* THE RECORDS
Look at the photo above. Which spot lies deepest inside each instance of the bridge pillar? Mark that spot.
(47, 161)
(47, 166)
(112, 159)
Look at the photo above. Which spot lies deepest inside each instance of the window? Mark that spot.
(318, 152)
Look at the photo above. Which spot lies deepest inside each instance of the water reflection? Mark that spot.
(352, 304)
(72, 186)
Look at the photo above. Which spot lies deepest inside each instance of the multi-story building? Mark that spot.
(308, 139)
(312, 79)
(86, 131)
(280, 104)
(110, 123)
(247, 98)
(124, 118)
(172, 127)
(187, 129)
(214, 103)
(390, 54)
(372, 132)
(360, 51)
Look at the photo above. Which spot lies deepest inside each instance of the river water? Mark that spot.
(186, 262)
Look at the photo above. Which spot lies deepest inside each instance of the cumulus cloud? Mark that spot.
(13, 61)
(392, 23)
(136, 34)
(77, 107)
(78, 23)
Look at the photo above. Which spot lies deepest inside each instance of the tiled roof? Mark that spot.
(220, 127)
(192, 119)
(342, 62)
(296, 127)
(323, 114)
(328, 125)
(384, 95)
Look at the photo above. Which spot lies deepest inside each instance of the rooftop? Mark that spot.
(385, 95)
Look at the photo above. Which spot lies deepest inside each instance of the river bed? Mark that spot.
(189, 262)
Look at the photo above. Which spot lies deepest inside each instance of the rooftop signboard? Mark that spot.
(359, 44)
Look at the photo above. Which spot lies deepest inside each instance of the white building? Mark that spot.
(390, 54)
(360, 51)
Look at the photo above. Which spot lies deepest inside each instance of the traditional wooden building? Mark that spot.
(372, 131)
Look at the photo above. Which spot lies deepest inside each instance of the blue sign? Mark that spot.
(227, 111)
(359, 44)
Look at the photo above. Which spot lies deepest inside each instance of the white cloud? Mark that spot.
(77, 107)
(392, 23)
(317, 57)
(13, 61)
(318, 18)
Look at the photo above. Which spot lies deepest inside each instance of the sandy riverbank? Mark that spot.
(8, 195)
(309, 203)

* GIVEN EXERCISE
Please render the entries above as a numbered list, from the line with "white cloud? Mark that spot." up to and including the final line of the entries, omitting any blank lines.

* EXERCISE ANSWER
1. Look at the photo above. Which spot lies deepest inside each instance of the white cloud? Mark that spot.
2. (77, 107)
3. (392, 23)
4. (317, 57)
5. (13, 61)
6. (318, 18)
7. Look at the photo above. Which spot lies deepest inside each instance of the sandy riverbank? Mark that spot.
8. (8, 195)
9. (309, 203)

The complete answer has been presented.